■ PROBLEM DESCRIPTION
Give the lines below again, exactly as they stand, and leave out the images.

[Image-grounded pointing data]
================

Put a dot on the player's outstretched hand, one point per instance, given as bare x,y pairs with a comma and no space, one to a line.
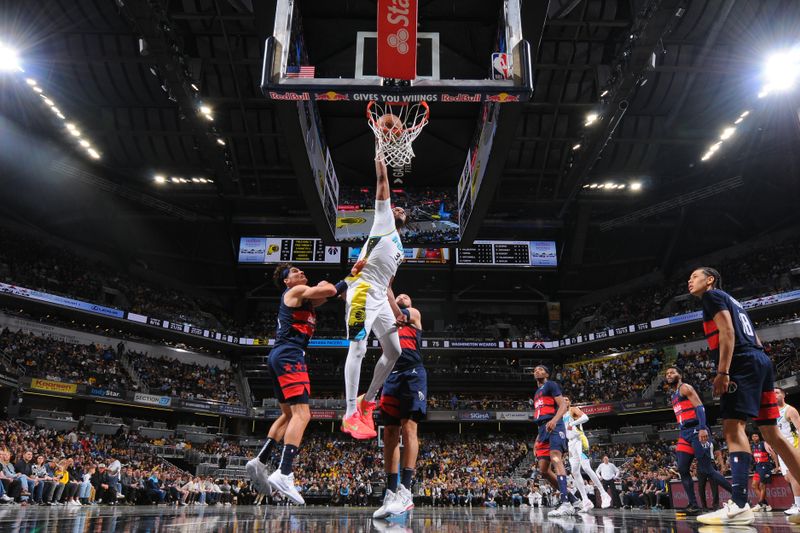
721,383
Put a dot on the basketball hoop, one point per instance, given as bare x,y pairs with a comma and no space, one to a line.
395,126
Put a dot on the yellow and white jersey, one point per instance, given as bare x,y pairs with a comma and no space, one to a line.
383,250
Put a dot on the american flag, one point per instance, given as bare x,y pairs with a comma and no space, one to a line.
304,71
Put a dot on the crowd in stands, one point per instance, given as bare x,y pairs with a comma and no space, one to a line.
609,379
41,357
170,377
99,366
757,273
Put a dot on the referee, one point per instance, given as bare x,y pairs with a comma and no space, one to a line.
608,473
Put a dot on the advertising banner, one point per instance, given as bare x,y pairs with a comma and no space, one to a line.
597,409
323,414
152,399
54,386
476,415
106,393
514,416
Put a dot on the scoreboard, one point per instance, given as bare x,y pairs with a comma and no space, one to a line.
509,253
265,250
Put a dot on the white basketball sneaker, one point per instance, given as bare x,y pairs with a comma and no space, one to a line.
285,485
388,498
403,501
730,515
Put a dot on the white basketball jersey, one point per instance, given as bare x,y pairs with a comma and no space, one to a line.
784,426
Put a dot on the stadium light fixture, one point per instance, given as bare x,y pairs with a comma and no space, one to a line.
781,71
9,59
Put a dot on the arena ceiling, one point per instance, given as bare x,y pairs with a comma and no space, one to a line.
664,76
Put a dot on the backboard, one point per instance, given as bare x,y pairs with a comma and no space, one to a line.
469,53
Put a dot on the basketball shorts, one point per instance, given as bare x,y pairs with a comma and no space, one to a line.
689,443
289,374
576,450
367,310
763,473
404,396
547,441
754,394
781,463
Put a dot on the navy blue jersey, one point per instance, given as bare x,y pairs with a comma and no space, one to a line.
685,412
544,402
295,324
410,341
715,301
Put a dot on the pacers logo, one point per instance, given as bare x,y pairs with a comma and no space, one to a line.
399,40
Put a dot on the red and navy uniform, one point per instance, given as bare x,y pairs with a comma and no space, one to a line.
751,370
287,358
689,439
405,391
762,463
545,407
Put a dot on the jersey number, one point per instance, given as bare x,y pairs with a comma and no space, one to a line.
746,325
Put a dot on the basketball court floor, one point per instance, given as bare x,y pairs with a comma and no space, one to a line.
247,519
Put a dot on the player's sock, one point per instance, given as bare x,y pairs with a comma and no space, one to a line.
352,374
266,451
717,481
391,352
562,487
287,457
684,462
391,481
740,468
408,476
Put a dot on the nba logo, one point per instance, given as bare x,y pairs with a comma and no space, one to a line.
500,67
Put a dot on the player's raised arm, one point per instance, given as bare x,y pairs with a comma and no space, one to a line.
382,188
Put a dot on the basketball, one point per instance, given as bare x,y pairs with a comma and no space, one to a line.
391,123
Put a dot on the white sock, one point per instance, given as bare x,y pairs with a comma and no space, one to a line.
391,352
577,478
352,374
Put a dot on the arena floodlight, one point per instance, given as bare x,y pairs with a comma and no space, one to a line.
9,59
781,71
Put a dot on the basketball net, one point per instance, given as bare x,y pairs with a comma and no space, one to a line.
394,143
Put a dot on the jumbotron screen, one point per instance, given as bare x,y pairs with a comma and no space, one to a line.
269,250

================

■ ANSWER SECTION
Put a dot on the player's outstretched hand, one point per instance, given as bare x,y pairs with a comma and no space, one to a line.
721,383
Put a dot on the basketball hoop, one point per instance, given as bare x,y pairs with a comma and no space, one to a line.
395,126
Put a dot on the yellow and white jersey, one point per instance, given as bare x,y pairs with a comma and no space, one to a line.
383,250
Put a dot on the american flag, one point per instance, given as bare x,y pairs with a comma and no space, one to a line.
304,71
Put a dot on the crowd in stands, one point per instance, given as bare x,y pairs with a comma and no space, one to a line.
609,379
41,357
170,377
99,366
757,273
Put a dot on the referee, one point per instance, given as bare x,y pairs with a comma and no space, one to a line.
608,473
Put a dot on the advertising banner, one point per instance, given as bare x,y pairs with a comma and no space, one to a line.
597,409
323,414
152,399
54,386
476,415
106,393
514,416
Put a dot on the scoreboard, one point per instance, given as bare x,y pairs with a comma and no space, one to a line.
509,253
265,250
Put a dot on the white basketball sneaker, one point per instance, given as bare x,y pairs with a comma and no space, one to a line.
285,485
388,498
403,501
730,515
Put a dot on the white basketball jersey, one point per instance, given as bare x,y pairs with a comma and no space, one to a line.
784,426
Put a dot on the stadium light fixture, one point per instance, given as bare x,y pairs with a comma and no space, one to a line.
781,71
9,59
Put a dot on the arena ceiling, one point per instance, given as bare x,y pairs with a comma and no space, one to a line.
664,76
Put a dot on the backboard, one point per instance, given as bare x,y pairs with a comma and no space, one to a line.
469,53
Put a dot on the basketball shorts, one point per instance, given as bare x,y pairs with a comma and no space, one to a line.
689,443
289,374
576,450
367,310
763,473
404,396
547,441
754,394
781,463
Put a dot on the navy blue jersey, one point per instance, given as bare x,y pairs with a comma and no space, one to a line.
685,412
544,402
295,324
410,341
715,301
Put a dot on the pacers logo, one point per instance, given as bare x,y pairs with a comma and no space, one to a line.
399,40
Put a dot on the red and navy uniform, one point per instance, given as bare x,y pairs with a comma and no space, one to a line.
751,370
287,358
689,439
405,391
762,463
545,407
Put a dot on the jersey number, one point per instance, given as bare x,y pairs with a comma and no space, one to a line.
746,325
Put a dot on the basketball court floor, one point per instance, given as bare x,y pairs with a comma and no space, one to a line.
247,519
Put a dot on the player's sock, one point per instance, given as bare x,y pairs with a comma and no space, one to a line.
352,374
266,451
717,481
391,352
562,487
287,457
684,462
391,481
740,468
408,476
Put a dot on the nba logo, one point per instance, given as bare x,y pairs with a comma and no space, one to a line.
500,67
Put a dot on the player's raised arm, one point per instance, given as bare x,y pairs with a comma and no space, one to a line.
382,188
Put a dot on the basketball, one point per instance, given as bare x,y pairs with a comma and no space, one to a line.
391,123
Put a dot on the white sock, one point per instance, given as bare x,y pairs with a comma and no space, one to a line.
391,352
577,478
352,374
Put a dot on the arena floodlight, one point per instance, given as bare x,y pairs with a comma and no space, one to a line.
9,59
781,71
Put a dot on the basketball net, one point per instance, given as bare x,y pairs with a comma and no space, one to a line.
394,143
Put a dot on the jumbotron screen, one point per instance, given as bare x,y pairs with a comma and no space, one to a line.
269,250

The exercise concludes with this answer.